§ Exercício escrito 1
Segundo o texto fornecido, em que cartório notarial foi celebrada a escritura da doação feita pelo pai da requerente?

§ Texto fornecido
3.1.2. Tal prédio adveio à titularidade e posse por aquisição da requerente mulher:
- ½ por sucessão “mortis causa” de sua mãe Luzia dos Santos, conforme partilhas realizadas em 18/02/1993, mediante escritura pública lavrada no Cartório Notarial de Ansião, a fls. 6, do livro n.° 317-A.
- ½ por doação do pai da requerente, Manuel das Neves, em escritura celebrada no dia 28/08/95, no Cartório Notarial de Soure, a fls. 51, do livro n.° 99-E.
3.1.3. O prédio identificado em 3.1.1. havia sido adquirido em 12/07/73, pelos transmitentes: ao Manuel das Neves Júnior e mulher, Luzia dos Santos, seus anteriores proprietários, já – há muito – falecidos, conforme escritura lavrada no Cartório Notarial de Ansião a fls. 35 v. do livro de notas B-72.
3.1.4. Os pais da requerente mulher, em suas vidas e durante mais de 30 anos consecutivos, sempre possuíram todo o mencionado prédio.
3.1.5. Desde a doação efectuada em 28/08/48, eles e só eles o agricultaram e exploraram.
3.1.6. Sempre cavaram, plantaram, semearam, sacharam e colheram culturas tradicionais como milho, trigo, aveia, batata, couves, bem assim como vinha e árvores de fruto.
3.1.7. Todos os actos materiais foram praticados dia após dia, à luz do dia e sempre que necessário.

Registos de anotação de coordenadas

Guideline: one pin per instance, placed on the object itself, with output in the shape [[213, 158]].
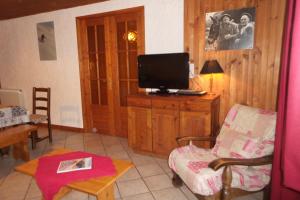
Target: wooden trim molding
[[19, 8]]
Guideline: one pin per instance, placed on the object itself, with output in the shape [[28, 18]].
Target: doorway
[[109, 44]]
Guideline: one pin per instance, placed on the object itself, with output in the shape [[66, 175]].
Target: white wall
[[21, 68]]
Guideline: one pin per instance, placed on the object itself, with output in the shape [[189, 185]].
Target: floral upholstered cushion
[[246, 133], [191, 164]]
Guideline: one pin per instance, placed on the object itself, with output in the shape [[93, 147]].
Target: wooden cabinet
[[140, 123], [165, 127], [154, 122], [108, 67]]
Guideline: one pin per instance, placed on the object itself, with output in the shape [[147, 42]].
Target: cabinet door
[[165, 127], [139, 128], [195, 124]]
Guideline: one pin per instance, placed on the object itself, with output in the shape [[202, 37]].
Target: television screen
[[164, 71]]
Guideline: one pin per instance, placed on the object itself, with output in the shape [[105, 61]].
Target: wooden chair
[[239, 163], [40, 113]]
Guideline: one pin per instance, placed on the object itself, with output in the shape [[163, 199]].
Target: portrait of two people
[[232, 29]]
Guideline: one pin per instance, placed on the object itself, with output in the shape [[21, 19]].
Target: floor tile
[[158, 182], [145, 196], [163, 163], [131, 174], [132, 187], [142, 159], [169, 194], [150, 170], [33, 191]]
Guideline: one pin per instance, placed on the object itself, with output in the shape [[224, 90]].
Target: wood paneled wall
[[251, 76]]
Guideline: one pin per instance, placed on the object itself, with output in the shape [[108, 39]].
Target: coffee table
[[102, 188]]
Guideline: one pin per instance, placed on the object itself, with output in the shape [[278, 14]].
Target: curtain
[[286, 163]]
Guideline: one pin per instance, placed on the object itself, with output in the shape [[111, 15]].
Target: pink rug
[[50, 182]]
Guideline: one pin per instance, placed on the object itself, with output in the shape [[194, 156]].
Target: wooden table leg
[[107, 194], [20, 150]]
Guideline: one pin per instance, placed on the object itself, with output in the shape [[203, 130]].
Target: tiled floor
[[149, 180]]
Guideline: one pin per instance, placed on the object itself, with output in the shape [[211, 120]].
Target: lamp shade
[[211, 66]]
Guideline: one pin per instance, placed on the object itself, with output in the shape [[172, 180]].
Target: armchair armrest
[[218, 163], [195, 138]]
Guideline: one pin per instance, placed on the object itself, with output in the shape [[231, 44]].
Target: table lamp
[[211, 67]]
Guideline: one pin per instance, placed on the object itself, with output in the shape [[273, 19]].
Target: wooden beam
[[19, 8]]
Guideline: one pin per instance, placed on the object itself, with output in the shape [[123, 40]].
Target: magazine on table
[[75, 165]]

---

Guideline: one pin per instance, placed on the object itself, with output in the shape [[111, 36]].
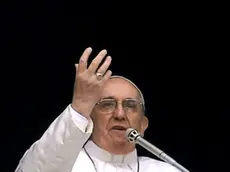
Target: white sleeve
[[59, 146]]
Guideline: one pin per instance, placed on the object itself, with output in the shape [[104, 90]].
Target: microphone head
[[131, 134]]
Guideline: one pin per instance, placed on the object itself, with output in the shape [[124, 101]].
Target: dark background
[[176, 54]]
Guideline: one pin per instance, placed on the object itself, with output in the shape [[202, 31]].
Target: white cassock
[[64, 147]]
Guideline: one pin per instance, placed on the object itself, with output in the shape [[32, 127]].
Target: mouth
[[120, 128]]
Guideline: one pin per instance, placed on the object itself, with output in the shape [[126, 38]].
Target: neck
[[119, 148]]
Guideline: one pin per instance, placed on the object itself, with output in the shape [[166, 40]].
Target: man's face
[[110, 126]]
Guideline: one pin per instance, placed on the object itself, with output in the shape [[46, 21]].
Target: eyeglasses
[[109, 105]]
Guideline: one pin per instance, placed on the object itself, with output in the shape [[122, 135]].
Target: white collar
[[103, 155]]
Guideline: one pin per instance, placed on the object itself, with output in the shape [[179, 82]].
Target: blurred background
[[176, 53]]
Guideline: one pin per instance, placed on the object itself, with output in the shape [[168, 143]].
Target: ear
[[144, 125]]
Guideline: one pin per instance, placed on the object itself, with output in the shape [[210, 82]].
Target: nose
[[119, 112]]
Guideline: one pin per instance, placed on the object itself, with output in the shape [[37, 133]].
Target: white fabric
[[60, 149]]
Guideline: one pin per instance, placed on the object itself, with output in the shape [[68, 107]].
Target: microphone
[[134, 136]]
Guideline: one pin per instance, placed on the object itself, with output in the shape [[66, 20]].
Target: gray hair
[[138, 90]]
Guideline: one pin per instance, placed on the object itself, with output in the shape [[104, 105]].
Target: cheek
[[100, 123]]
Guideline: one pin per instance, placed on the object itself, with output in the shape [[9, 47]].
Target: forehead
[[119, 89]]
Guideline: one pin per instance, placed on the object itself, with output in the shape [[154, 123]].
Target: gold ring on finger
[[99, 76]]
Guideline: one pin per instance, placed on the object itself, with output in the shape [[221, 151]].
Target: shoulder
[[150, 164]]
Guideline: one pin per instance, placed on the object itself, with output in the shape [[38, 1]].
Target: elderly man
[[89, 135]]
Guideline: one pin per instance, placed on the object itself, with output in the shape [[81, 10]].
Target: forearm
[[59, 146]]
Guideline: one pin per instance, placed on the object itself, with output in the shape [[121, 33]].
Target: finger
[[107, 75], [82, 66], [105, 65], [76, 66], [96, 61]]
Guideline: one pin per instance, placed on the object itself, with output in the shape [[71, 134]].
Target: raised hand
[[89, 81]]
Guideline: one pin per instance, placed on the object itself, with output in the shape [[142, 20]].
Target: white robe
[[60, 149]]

...

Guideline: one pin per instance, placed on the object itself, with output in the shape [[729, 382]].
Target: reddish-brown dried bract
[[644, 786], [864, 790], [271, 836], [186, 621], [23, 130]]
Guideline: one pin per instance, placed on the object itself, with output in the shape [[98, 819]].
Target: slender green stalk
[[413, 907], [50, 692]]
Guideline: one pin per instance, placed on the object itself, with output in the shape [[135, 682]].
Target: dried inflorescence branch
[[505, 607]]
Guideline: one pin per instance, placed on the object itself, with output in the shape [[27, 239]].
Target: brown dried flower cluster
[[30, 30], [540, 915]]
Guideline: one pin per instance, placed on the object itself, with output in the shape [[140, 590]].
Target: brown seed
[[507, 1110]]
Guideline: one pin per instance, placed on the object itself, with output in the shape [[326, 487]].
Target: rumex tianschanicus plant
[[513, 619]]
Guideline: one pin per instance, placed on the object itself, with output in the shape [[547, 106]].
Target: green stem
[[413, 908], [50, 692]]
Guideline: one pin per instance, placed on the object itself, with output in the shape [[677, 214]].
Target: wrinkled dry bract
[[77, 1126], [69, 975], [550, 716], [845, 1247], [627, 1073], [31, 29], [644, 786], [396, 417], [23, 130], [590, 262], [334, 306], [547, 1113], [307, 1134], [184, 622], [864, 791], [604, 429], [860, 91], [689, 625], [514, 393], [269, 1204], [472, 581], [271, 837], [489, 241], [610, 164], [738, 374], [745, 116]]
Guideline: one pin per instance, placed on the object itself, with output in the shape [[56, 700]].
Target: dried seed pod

§ Exercício escrito 2
Converta numa lista JSON de strings as linhas dos registos situadas entre a que contém "shape [[202, 37]]." e a que contém "[[218, 163], [195, 138]]", inclusive, com uma string por linha e sem as linhas em branco.

§ Solução 1
No Cartório Notarial de Soure.

§ Solução 2
[
  "Guideline: one pin per instance, placed on the object itself, with output in the shape [[202, 37]].",
  "Target: television screen",
  "[[164, 71]]",
  "Guideline: one pin per instance, placed on the object itself, with output in the shape [[105, 61]].",
  "Target: wooden chair",
  "[[239, 163], [40, 113]]",
  "Guideline: one pin per instance, placed on the object itself, with output in the shape [[163, 199]].",
  "Target: portrait of two people",
  "[[232, 29]]",
  "Guideline: one pin per instance, placed on the object itself, with output in the shape [[21, 19]].",
  "Target: floor tile",
  "[[158, 182], [145, 196], [163, 163], [131, 174], [132, 187], [142, 159], [169, 194], [150, 170], [33, 191]]",
  "Guideline: one pin per instance, placed on the object itself, with output in the shape [[224, 90]].",
  "Target: wood paneled wall",
  "[[251, 76]]",
  "Guideline: one pin per instance, placed on the object itself, with output in the shape [[108, 39]].",
  "Target: coffee table",
  "[[102, 188]]",
  "Guideline: one pin per instance, placed on the object itself, with output in the shape [[278, 14]].",
  "Target: curtain",
  "[[286, 163]]",
  "Guideline: one pin per instance, placed on the object itself, with output in the shape [[111, 15]].",
  "Target: pink rug",
  "[[50, 182]]",
  "Guideline: one pin per instance, placed on the object itself, with output in the shape [[194, 156]].",
  "Target: wooden table leg",
  "[[107, 194], [20, 150]]",
  "Guideline: one pin per instance, placed on the object itself, with output in the shape [[203, 130]].",
  "Target: tiled floor",
  "[[149, 180]]",
  "Guideline: one pin per instance, placed on the object itself, with output in the shape [[211, 120]].",
  "Target: lamp shade",
  "[[211, 66]]",
  "Guideline: one pin per instance, placed on the object itself, with output in the shape [[172, 180]].",
  "Target: armchair armrest",
  "[[218, 163], [195, 138]]"
]